--- Begin Text ---
Maybe the devil can do that.

And it's not like we need to spell this out, but, um, serpent-Frank is all about tempting the guys on the ship with secret, strange, and slippery philosophical knowledge.

In Humans We Trust

Now, if we read Frank as the devil, then his maneuverings in this text are sort of a throwback to Satan's actions in Job. In that book, Satan bet God that if he tested people enough, they would just abandon God and prove that they were actually faithless. In Job, God wins. In The Confidence-Man, things are a little more complicated than that.

Each conversation Frank has—with Pitch, Charlie, Mark, Egbert, the barber, and even with the old man—shows him asking these dudes to justify their opinions against the trust they're supposed to have in divine Providence. That is, each of these dudes has expressed a lack of faith in the goodness or trustworthiness of his fellow man—and hence of Providence, and maybe even God. If these guys are truly faithful to God, Frank wonders, then how can they be so unfaithful to other humans?

There's logic there, of course, but does it actually hold? In a way, yes. If you really believe that everything is arranged by God or Providence, and if you really believe that God is good, then you have to account for human nastiness somehow. Either you say it doesn't really exist, or you say that God is actually not so good, or you say that things are too complicated to work out and maybe have faith, anyway.

This is complicated, so let's dig a little deeper.
--- End Text ---
--- Begin Recorded information ---
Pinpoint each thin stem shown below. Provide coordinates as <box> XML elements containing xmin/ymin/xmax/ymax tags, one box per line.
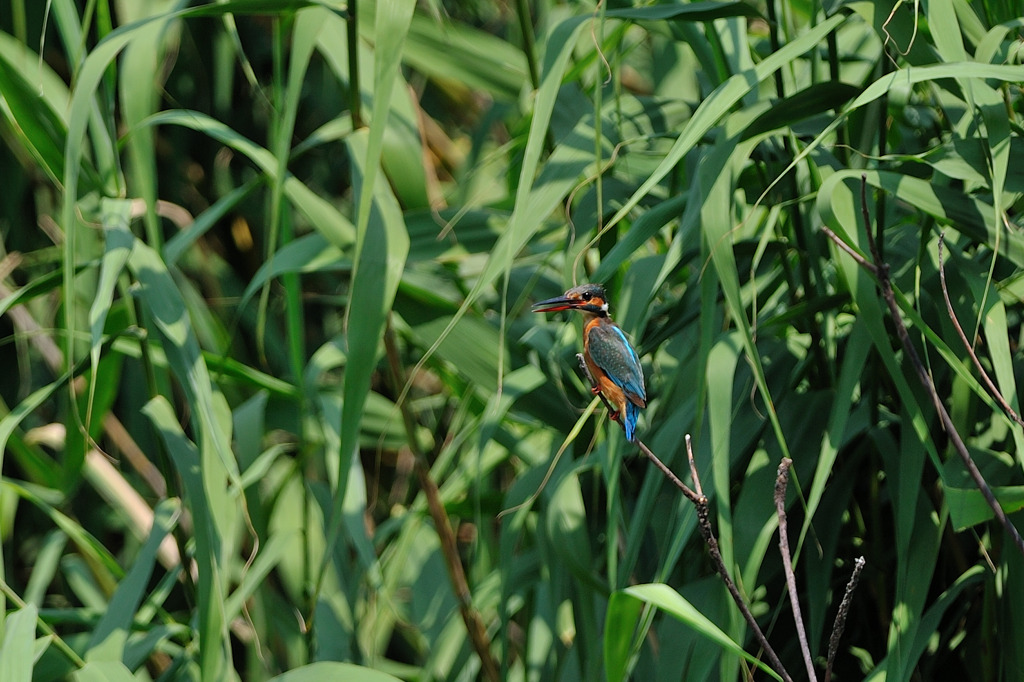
--- End Recorded information ---
Continue the text on Frank as the devil in The Confidence-Man from its last sentence.

Exercise output:
Pretty much all of Frank's conversations come back to the same argument: humans should trust each other because of the trust they are supposed to have in God, who they attest created all humans. If God created humans, then they must be like God, and hence they should be trusted as God is trusted. (Follow that?)

Whenever Frank poses this argument, most people are all, "Yeah, cool, good point"—but doubt nevertheless prevails. Sad day. For Frank, anyway.

As a smartypants cosmopolitan, Frank has an arsenal of learning and experience at hand, which he pools to convince people—but the key is that his arguments always fail. Literally every single time. These failures continue to demonstrate the "ye of little faith" mentality when it comes to the way people actually think about each other and the world.

If the devil can prove that humans have no faith in each other, then Melville's text is like a giant, flashing Vegas sign pointing to—gulp—their lack of faith in Providence. Within the text and among Melville's intended audience, this is a big ol' deal. Like, an "upset the cornerstone of that society's sense of self" big deal; if people can't or don't have faith in Providence, then Melville's society is built on a lie.

Worse, each episode on board the ship gives us readers one more reason not to trust our fellow humans. Like, there doesn't seem to be even one single worthy exchange of money, or one that we can leave unquestioned. Everyone seems to be scamming everyone else.

And that leaves us wondering: are humans actually really bad, or is Melville putting us, the readers, on trial ourselves?

Melville, you old dog.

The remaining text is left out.